**EXERCISE:** Copy out the records below line for line, with no changes. Leave the pictures out of your copy.

_ _ _

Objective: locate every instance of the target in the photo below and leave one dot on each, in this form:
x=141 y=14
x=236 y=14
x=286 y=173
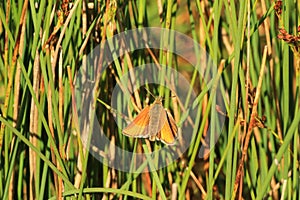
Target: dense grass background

_ _ _

**OUTPUT:**
Objective: locate every instance of the target in the photo below and leave one dot on each, in this form:
x=141 y=14
x=236 y=14
x=286 y=173
Target: dense grass background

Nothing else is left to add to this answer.